Records for the task:
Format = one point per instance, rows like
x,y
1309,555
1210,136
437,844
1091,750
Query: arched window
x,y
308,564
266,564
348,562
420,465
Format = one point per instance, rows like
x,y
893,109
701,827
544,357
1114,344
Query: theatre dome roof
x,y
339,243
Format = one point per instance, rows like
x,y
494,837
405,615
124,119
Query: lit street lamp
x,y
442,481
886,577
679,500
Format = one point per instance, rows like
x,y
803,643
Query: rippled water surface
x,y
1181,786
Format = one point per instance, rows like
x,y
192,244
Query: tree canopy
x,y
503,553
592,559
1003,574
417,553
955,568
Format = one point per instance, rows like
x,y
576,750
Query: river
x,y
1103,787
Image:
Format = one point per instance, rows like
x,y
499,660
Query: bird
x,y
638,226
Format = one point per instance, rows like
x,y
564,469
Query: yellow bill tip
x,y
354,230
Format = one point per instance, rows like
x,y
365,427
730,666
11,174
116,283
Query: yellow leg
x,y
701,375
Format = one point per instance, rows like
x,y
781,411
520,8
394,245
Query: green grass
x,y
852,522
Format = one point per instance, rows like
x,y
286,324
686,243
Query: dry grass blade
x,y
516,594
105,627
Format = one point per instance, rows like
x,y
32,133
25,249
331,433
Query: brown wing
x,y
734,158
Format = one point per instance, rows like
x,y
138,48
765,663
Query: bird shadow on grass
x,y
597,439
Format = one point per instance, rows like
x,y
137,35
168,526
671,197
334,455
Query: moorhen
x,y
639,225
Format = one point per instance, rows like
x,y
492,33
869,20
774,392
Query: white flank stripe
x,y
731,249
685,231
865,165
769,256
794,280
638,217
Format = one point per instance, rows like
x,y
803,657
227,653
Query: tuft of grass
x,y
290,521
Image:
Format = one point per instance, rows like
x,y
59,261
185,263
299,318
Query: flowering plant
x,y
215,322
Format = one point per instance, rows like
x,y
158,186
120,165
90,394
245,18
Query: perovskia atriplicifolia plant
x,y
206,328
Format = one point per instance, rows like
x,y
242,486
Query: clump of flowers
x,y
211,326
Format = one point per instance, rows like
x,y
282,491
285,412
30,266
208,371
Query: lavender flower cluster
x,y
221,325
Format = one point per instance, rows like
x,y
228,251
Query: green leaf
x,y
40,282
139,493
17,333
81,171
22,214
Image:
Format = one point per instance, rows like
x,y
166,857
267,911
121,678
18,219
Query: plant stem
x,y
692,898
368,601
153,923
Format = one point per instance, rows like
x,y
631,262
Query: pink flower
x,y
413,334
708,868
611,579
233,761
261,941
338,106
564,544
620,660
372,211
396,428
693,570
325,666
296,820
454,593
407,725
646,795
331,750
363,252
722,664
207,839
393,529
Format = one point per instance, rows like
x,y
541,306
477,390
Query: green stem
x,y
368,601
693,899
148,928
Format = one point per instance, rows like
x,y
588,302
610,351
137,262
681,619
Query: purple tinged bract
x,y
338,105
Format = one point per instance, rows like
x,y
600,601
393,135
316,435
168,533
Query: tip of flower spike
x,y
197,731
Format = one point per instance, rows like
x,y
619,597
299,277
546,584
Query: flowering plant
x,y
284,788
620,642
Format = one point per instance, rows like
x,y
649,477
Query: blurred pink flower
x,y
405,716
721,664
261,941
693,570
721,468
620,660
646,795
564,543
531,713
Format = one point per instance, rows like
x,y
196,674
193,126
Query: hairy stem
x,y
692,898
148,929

Given instruction: Write out the full listing, keeping every line exactly as it is.

Reply:
Format = one point per instance, rows like
x,y
1309,555
1210,136
437,844
1091,750
Query: arched window
x,y
308,564
266,564
348,562
420,465
Format = one point per instance, rows like
x,y
893,109
701,827
544,357
1114,344
Query: theatre dome roof
x,y
339,243
Format = one point per instance, rows like
x,y
494,837
405,615
124,119
Query: lit street lamp
x,y
442,481
886,577
679,500
Format = one point per instance, rows like
x,y
803,643
Query: rippled water surface
x,y
1181,786
Format = one point per instance, rows like
x,y
192,244
Query: tree canopy
x,y
503,553
592,559
1003,574
417,553
955,568
Format = one point per instance, rows like
x,y
576,750
Query: river
x,y
1103,787
Image:
Format = one point per instance, rows like
x,y
499,660
Query: bird
x,y
638,226
Format = one point per instance, rows like
x,y
564,469
Query: yellow bill tip
x,y
354,230
Format = one point per instance, rows like
x,y
365,427
730,666
11,174
116,283
Query: yellow leg
x,y
701,375
Format = one point per instance, rows like
x,y
781,411
520,8
394,245
Query: green grass
x,y
852,522
Format = one point per instance, rows like
x,y
286,324
686,243
Query: dry grass blade
x,y
516,594
105,627
Format = one point per instance, rows like
x,y
32,133
25,249
331,433
Query: brown wing
x,y
734,158
Format = one point per instance, rows like
x,y
138,48
765,663
Query: bird shadow on grass
x,y
597,439
Format = one point per instance, rows like
x,y
137,35
168,526
671,197
334,455
Query: moorhen
x,y
639,225
Format = one point per instance, rows like
x,y
492,33
869,20
774,392
Query: white flank stripe
x,y
731,249
685,231
865,165
769,256
794,280
638,217
Format = one point per instance, rows like
x,y
803,657
227,653
Query: tuft of grass
x,y
290,521
Image:
Format = one point per instance, rows like
x,y
59,261
185,263
299,318
Query: flowering plant
x,y
215,322
Format = one point per instance, rows like
x,y
158,186
120,165
90,394
245,18
Query: perovskia atriplicifolia plant
x,y
206,328
Format = one point per instance, rows like
x,y
242,486
Query: clump of flowers
x,y
211,326
Format = one point per instance, rows like
x,y
282,491
285,412
30,266
208,371
Query: lavender flower cluster
x,y
221,325
Format = one point per instance, rows like
x,y
228,251
Query: green leaf
x,y
40,282
139,493
17,333
81,171
22,214
Image:
Format = one point per instance, rows like
x,y
166,857
267,911
121,678
18,219
Query: plant stem
x,y
692,898
368,601
153,923
Format = one point per instance, rows like
x,y
631,262
Query: pink flower
x,y
413,334
708,868
611,579
233,761
261,941
338,106
564,544
620,660
372,211
396,428
693,570
325,666
296,820
454,593
407,725
646,795
331,750
363,252
722,664
207,839
393,529
Format = one point per instance, rows like
x,y
541,306
477,390
Query: green stem
x,y
368,601
693,899
148,928
Format = one point per instance, rows like
x,y
588,302
610,351
137,262
681,619
Query: purple tinged bract
x,y
338,105
Format = one point per instance, rows like
x,y
600,601
393,135
316,435
168,533
Query: tip of flower spike
x,y
197,731
Format = one point per instance, rows like
x,y
619,597
299,277
546,584
Query: flowering plant
x,y
284,788
620,642
Format = one point per instance, rows like
x,y
649,477
Query: blurred pink flower
x,y
405,716
721,664
261,941
693,570
721,468
620,660
646,795
564,543
531,713
Format = one point per instance, rows like
x,y
196,674
193,126
Query: hairy stem
x,y
692,898
148,929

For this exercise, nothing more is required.